start SUPPLIED RECORDS

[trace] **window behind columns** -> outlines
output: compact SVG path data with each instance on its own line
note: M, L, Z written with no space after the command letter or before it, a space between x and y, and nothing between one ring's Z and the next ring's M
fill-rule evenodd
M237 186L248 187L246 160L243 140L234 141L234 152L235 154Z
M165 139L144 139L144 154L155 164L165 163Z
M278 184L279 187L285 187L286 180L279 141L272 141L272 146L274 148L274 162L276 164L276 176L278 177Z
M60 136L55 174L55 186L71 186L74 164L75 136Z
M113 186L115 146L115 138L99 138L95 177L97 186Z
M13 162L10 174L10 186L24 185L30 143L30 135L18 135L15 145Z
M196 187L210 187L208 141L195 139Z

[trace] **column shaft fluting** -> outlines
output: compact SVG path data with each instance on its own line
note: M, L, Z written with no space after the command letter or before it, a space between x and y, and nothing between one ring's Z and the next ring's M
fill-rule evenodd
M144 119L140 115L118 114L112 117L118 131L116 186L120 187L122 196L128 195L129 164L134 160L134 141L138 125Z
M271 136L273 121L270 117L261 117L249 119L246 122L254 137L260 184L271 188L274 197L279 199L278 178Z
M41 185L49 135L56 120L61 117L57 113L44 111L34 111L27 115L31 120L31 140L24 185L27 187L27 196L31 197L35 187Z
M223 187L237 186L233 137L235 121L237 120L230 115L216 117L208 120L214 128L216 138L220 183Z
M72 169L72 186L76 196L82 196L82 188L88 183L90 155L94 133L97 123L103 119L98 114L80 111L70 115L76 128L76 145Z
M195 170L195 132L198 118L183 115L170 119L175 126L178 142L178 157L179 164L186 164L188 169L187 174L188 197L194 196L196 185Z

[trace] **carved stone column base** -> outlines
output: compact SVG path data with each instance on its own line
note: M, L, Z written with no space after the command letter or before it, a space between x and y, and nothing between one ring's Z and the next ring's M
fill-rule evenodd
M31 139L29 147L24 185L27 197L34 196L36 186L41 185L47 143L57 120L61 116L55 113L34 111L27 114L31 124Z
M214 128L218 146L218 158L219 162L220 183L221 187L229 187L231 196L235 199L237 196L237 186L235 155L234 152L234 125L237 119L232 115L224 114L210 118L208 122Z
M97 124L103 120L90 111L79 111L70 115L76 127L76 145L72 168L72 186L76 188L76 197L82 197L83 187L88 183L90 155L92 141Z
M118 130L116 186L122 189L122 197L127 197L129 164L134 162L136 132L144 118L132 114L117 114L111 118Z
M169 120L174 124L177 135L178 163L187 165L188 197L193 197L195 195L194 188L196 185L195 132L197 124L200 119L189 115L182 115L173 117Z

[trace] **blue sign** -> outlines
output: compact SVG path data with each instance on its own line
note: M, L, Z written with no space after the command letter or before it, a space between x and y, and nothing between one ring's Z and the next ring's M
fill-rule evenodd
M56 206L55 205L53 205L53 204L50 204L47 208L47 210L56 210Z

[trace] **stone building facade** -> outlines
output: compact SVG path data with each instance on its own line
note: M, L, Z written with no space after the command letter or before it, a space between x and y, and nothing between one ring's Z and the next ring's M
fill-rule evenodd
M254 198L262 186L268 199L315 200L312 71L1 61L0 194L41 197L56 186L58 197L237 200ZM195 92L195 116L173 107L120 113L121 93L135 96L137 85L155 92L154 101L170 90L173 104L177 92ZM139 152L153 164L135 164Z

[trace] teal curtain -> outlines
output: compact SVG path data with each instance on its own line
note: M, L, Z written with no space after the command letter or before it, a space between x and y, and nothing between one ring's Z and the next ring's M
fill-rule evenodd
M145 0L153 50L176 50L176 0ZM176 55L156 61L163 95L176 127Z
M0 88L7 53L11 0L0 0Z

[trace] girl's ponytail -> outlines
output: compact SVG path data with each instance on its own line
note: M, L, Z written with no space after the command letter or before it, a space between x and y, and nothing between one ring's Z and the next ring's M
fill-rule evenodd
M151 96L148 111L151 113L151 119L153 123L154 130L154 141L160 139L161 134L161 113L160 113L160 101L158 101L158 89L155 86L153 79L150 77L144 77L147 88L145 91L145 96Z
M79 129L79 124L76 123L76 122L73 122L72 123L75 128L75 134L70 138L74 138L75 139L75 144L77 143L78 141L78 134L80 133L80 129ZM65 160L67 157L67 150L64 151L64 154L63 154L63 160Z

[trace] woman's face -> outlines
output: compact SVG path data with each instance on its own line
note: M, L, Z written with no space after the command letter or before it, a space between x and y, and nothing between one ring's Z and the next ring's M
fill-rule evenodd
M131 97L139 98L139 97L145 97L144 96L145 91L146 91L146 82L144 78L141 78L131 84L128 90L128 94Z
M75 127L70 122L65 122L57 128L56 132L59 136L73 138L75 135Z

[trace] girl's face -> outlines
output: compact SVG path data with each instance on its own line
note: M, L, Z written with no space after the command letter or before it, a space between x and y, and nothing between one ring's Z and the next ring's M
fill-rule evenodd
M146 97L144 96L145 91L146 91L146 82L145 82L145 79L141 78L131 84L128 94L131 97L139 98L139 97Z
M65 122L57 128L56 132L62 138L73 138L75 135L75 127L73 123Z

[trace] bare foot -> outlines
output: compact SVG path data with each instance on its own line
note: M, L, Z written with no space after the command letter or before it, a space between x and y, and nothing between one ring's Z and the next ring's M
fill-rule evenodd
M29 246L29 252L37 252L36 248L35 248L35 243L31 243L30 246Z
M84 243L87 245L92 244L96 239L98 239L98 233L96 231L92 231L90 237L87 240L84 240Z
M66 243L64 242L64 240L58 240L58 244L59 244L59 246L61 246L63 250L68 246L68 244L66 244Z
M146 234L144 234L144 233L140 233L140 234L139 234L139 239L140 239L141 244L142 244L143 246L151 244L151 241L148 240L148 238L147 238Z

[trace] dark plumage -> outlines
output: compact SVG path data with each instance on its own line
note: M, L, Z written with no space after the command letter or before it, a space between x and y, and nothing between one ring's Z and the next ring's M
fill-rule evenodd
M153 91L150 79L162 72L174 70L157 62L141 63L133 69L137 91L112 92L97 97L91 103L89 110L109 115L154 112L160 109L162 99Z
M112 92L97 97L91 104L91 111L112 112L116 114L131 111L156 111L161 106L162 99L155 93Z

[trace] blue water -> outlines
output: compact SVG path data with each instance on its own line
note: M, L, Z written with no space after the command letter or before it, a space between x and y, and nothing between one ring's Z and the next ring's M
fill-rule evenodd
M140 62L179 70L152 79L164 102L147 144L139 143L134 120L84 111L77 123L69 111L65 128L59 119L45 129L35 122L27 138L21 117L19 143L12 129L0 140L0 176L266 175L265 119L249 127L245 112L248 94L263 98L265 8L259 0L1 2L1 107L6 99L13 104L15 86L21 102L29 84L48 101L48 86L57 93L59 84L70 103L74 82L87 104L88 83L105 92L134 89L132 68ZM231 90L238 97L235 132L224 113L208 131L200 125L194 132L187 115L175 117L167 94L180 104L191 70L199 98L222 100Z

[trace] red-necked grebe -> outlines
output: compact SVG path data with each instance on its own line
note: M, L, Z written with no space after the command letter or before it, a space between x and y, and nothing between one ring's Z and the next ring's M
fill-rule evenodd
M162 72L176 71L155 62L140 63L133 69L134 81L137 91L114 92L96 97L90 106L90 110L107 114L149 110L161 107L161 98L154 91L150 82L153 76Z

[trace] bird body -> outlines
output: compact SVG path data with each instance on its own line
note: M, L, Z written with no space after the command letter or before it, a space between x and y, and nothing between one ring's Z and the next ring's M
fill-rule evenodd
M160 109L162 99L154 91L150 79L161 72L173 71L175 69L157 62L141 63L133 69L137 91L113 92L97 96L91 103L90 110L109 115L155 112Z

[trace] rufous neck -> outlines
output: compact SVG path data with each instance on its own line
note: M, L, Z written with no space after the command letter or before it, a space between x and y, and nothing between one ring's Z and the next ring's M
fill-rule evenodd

end SUPPLIED RECORDS

GIVEN TASK
Please edit everything from the line containing "[trace] woman's face -> outlines" down to the line containing "M65 122L57 128L56" so that "evenodd" becomes "nonzero", leaving all else unchanged, and return only those lines.

REPLY TO THE TASK
[trace] woman's face -> outlines
output: compact SVG path data with each instance on its own line
note: M, L, Z written with no space after the command letter or before it, a space between x and y, and nothing between one ring's Z and the next ring's M
fill-rule nonzero
M131 97L139 98L139 97L145 97L144 96L145 91L146 91L146 82L144 78L141 78L131 84L128 90L128 94Z
M75 127L70 122L65 122L57 128L56 132L59 136L73 138L75 135Z

[trace] girl's face -> outlines
output: compact SVG path data with each instance on its own line
note: M, L, Z written with no space after the command letter or before it, a space between x and y, and nothing between one ring's Z and the next ring's M
fill-rule nonzero
M146 97L144 96L145 91L146 91L146 82L145 82L145 79L141 78L131 84L128 94L131 97L139 98L139 97Z
M65 122L57 128L56 132L62 138L73 138L75 135L75 127L73 123Z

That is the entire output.